Task description: All of these records need to be duplicated exactly.

#### Available data

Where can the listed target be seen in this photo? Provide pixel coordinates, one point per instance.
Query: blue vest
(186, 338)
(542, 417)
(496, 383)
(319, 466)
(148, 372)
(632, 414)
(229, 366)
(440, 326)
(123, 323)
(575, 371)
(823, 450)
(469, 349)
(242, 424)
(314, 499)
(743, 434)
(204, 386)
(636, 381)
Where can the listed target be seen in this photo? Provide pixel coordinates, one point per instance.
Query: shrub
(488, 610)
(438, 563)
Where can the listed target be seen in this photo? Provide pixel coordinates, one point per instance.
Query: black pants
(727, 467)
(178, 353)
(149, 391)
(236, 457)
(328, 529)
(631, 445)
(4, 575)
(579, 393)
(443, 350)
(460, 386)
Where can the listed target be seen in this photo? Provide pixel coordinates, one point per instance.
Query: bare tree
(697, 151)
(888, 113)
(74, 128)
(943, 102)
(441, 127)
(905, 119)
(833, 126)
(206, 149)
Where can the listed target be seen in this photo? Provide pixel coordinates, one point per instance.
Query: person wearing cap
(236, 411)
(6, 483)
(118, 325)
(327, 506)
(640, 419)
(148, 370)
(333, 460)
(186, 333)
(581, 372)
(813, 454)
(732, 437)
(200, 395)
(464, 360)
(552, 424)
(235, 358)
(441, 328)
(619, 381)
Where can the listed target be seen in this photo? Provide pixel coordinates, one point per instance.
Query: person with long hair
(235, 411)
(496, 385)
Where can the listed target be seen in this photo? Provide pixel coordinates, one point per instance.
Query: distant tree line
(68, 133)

########

Exercise output:
Where can the listed target be seen in this photo? Provide pixel coordinates, one point per instance.
Query: blue vest
(186, 338)
(542, 417)
(496, 383)
(319, 466)
(148, 372)
(632, 414)
(229, 366)
(440, 326)
(123, 323)
(575, 371)
(823, 450)
(469, 349)
(242, 424)
(314, 499)
(743, 434)
(204, 386)
(636, 381)
Where can the listed target be seen in this photo? Provide pixel coordinates, one point per instance.
Query: shrub
(488, 610)
(438, 563)
Where can the listed target be seen in this photo? Provide pixel coordinates, one point per instance.
Query: black pants
(727, 467)
(178, 353)
(149, 391)
(236, 457)
(328, 529)
(631, 445)
(4, 575)
(579, 393)
(443, 350)
(460, 386)
Where can the listed target be seen in this photo? Provide pixel coordinates, one point per instance.
Query: bare tree
(697, 151)
(888, 113)
(74, 128)
(943, 102)
(441, 127)
(905, 119)
(833, 126)
(206, 149)
Where can the listed target be seen in this photo? Provide pixel coordinates, one point per instance.
Query: person wearing cap
(236, 411)
(6, 483)
(118, 325)
(327, 506)
(640, 419)
(148, 370)
(333, 460)
(186, 333)
(581, 372)
(813, 454)
(732, 437)
(200, 395)
(464, 360)
(552, 424)
(235, 358)
(441, 328)
(619, 381)
Where can the listed target be seen in this photo? Provide pixel coordinates, one point per instance.
Query: person with long hair
(235, 411)
(496, 385)
Where can the listed target be seen in this photo? Provide pixel coordinates, one point per instance.
Query: distant tree line
(68, 133)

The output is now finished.